▶ _EXERCISE OBJECTIVE_
Restate the entire listing word for word.

Dataset records about object locations

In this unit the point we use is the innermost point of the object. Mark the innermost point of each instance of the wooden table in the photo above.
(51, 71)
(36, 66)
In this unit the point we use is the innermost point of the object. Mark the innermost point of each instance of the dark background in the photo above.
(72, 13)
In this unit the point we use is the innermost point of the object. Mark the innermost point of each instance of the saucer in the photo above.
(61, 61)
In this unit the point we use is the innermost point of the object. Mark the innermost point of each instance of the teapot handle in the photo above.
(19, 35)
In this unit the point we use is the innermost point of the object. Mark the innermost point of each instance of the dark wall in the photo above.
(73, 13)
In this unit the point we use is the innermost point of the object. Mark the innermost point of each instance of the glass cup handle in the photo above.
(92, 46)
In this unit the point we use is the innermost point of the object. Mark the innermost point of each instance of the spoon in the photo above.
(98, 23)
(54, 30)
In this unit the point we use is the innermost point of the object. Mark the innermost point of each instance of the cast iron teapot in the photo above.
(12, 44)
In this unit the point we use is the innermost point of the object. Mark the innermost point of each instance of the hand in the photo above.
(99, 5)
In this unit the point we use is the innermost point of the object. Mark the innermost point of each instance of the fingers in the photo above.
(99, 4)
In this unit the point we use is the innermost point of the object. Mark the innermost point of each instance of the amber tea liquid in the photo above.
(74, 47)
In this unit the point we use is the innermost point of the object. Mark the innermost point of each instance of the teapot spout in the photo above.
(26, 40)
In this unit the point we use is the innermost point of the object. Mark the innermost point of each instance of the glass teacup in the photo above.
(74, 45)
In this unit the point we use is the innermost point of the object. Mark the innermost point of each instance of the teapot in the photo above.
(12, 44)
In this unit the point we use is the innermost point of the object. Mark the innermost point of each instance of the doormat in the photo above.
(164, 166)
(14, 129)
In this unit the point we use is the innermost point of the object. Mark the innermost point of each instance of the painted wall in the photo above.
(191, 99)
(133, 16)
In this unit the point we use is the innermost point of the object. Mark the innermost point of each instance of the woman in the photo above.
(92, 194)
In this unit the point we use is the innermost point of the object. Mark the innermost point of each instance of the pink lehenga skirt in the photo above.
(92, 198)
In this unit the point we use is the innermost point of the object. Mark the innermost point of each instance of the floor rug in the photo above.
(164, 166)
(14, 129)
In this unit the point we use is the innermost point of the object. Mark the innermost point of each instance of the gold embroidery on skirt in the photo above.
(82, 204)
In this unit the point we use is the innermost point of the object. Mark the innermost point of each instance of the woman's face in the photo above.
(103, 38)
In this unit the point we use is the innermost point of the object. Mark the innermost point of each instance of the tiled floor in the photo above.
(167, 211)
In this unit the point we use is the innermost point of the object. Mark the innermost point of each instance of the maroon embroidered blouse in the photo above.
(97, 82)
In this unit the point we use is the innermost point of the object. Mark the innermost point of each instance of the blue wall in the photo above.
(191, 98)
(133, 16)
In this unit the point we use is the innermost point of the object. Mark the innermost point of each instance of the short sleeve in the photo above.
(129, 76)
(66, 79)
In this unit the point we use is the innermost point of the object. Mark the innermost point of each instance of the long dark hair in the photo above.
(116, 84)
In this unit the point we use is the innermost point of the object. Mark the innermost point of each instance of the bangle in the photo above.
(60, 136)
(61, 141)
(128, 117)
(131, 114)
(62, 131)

▶ _SOLUTION FOR THIS TASK_
In this unit the point we use is the innermost point of the object. Mark the innermost point of each instance of the wooden table in the photo above.
(51, 71)
(36, 66)
In this unit the point we use is the innermost point of the object. Mark the innermost point of each instance of the dark background in the photo above.
(72, 13)
In this unit the point we use is the innermost point of the object. Mark the innermost point of each instance of the saucer in the photo above.
(61, 61)
In this unit the point we use is the innermost point of the object. Mark the innermost point of each instance of the teapot handle in the photo above.
(19, 35)
In this unit the point we use is the innermost point of the object. Mark the innermost point of each instance of the dark wall in the photo above.
(73, 13)
In this unit the point we use is the innermost point of the object. Mark the innermost point of each instance of the glass cup handle in the photo above.
(92, 46)
In this unit the point we use is the innermost point of the object. Mark the innermost point of each instance of the spoon in the photo above.
(98, 23)
(54, 30)
In this unit the point we use is the innermost point of the object. Mark the innermost point of each instance of the cast iron teapot in the photo above.
(12, 44)
In this unit the point we use is the innermost point of the object. Mark the innermost point of each instance of the hand in the photo above.
(99, 5)
In this unit the point we use is the innermost point of the object. Mark the innermost point of each instance of the fingers in the photo above.
(99, 4)
In this unit the point we use is the innermost point of the object. Mark the innermost point of each instance of the amber tea liquid in the photo above.
(74, 47)
In this unit the point we use is the innermost point of the object. Mark the innermost point of each instance of the teapot spout in the photo above.
(26, 40)
In this unit the point we use is the innermost point of the object. Mark the innermost point of each instance of the glass teacup in the photo above.
(74, 45)
In this unit the point we use is the innermost point of the object. Mark the innermost point of each instance of the teapot in the photo above.
(12, 44)
In this unit the point we use is the innermost point of the object. Mark the innermost point of each instance of the doormat in the photo above.
(164, 166)
(14, 129)
In this unit the point we use is the innermost point of the object. Mark the innermost point of each instance of the painted wall in the photo above.
(191, 99)
(133, 16)
In this unit the point we use is the innermost point of the object. Mark the innermost point of each instance of the woman in the photo above.
(92, 194)
In this unit the point we use is the innermost point of the object. Mark the innermost point of each instance of the pink lehenga skirt in the photo above.
(92, 198)
In this unit the point we use is the innermost point of the object. Mark the innermost point of each instance of the floor rug in the photo above.
(164, 166)
(14, 129)
In this unit the point we use is the innermost point of the object. Mark the innermost point of each instance of the gold embroidery on skirt in the photo above.
(82, 204)
In this unit the point we use is the innermost point of the object. Mark the innermost point of each instance of the woman's face in the photo above.
(103, 38)
In this unit the point we use is the innermost point of the object. Mark the innermost point of each instance of the tiled floor in the photo above.
(167, 211)
In this unit the point we use is the innermost point of the object. Mark the innermost point of each instance of the maroon embroidered blouse in the photo above.
(97, 82)
In this unit the point we use is the innermost point of the object. Mark the innermost point of each instance of the blue wall in the photo above.
(191, 98)
(133, 16)
In this unit the point we use is the innermost point of the object. Mark the innermost point of each instance of the short sleeve in the photo above.
(129, 76)
(66, 79)
In this unit the point we use is the innermost point of the object. Mark the innermost point of each instance of the long dark hair in the photo above.
(116, 84)
In this unit the point we use is the innermost point of the object. Mark the innermost point of each instance of the bangle in the photo above.
(60, 136)
(61, 141)
(128, 117)
(131, 114)
(62, 131)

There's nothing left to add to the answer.